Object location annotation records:
────────────────────────────────────────
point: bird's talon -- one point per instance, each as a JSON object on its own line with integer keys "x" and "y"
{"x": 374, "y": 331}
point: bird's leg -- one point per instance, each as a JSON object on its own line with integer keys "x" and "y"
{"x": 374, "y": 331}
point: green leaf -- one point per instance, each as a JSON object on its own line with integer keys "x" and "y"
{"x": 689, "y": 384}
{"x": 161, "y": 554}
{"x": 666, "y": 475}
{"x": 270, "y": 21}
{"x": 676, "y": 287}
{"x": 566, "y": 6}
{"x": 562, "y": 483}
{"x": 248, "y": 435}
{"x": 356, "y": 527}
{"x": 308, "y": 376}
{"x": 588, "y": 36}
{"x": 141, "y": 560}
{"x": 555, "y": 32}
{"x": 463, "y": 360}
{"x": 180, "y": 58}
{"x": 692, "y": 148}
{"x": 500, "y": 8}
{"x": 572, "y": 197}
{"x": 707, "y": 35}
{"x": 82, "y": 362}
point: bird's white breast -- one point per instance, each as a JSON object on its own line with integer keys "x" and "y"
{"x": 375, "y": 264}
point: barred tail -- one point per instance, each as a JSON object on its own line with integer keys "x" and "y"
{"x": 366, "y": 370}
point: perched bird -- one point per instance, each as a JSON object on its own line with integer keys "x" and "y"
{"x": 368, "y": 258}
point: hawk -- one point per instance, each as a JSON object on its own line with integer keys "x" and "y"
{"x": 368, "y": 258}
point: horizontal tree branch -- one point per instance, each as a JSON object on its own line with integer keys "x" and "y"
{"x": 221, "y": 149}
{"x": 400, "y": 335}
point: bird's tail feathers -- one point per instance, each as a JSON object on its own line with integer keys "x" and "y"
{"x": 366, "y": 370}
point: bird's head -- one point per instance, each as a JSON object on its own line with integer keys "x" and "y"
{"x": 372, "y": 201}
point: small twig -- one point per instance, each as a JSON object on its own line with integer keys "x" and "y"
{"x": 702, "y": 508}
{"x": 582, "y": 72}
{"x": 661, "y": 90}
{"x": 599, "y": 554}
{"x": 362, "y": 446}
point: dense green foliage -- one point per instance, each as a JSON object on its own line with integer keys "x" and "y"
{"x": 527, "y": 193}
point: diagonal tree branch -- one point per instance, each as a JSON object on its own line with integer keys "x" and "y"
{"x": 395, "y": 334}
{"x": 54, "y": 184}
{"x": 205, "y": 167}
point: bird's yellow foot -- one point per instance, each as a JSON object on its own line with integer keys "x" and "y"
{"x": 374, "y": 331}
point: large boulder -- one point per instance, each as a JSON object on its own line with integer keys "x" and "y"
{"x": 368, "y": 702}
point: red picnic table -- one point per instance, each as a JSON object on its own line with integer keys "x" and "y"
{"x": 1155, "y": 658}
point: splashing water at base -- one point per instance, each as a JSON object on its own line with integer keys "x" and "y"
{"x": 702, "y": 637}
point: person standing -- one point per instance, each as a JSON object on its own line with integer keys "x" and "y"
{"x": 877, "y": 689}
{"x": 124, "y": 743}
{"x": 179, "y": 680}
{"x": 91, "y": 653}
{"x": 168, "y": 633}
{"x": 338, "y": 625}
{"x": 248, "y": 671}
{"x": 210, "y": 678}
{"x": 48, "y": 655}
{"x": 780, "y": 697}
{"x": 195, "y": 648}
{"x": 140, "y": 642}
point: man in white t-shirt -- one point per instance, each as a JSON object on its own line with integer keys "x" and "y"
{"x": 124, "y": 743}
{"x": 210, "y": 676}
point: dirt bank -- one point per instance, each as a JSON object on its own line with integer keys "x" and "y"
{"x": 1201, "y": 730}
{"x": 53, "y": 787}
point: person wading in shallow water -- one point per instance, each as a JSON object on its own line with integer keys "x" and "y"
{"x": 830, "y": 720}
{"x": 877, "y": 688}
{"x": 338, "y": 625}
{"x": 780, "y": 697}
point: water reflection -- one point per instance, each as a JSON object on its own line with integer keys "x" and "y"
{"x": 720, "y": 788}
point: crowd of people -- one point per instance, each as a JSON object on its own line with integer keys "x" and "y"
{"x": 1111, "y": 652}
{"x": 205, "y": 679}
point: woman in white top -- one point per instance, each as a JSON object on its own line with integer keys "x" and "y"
────────────────────────────────────────
▶ [What you will do]
Scale the lines of the records, starting with the line that contains "point: large boulder" and continuing through the end of the records. Give those lines again, requests included, with every x and y coordinate in the answers multiplied by 1.15 and rounded to a whole number, halves rounding up.

▶ [Solution for this exercise]
point: large boulder -- one point per instance, each as a JSON object on its own line with integer keys "x" and "y"
{"x": 423, "y": 807}
point: red picnic table -- one point per instance, each as a JSON object on its own line with integer keys "x" and "y"
{"x": 1328, "y": 757}
point: splashing water at base -- one point per instance, each as a JSON object on its own line with integer keys "x" and "y"
{"x": 807, "y": 733}
point: person standing -- one point per instance, each as a JSON object on its own line with integer keys "x" and "y"
{"x": 1009, "y": 792}
{"x": 143, "y": 854}
{"x": 206, "y": 782}
{"x": 105, "y": 751}
{"x": 193, "y": 728}
{"x": 389, "y": 719}
{"x": 285, "y": 772}
{"x": 242, "y": 780}
{"x": 55, "y": 753}
{"x": 897, "y": 802}
{"x": 224, "y": 745}
{"x": 161, "y": 738}
point: man in white t-shirt -- one point per instance, each as a JSON object on its own line with integer keys "x" and "y"
{"x": 143, "y": 854}
{"x": 242, "y": 777}
point: dirt bank -- one point per instance, each as a JSON object on its own line with integer keys "x" and "y"
{"x": 1381, "y": 840}
{"x": 61, "y": 905}
point: person wading in shallow water -- one point per instance, each as a JSON object on its own line with integer keys "x" and "y"
{"x": 955, "y": 828}
{"x": 1009, "y": 791}
{"x": 389, "y": 719}
{"x": 897, "y": 802}
point: water reflection -- one point per instance, each as a JSON object on its own line with integer keys "x" and "y"
{"x": 828, "y": 906}
point: crowd of people -- one point per instance, each as a JSON object on its own line with integer keys "x" and "y"
{"x": 1278, "y": 750}
{"x": 236, "y": 781}
point: woman in white top -- one point per instance, each as a JSON object on its own line with integer keys "x" and "y"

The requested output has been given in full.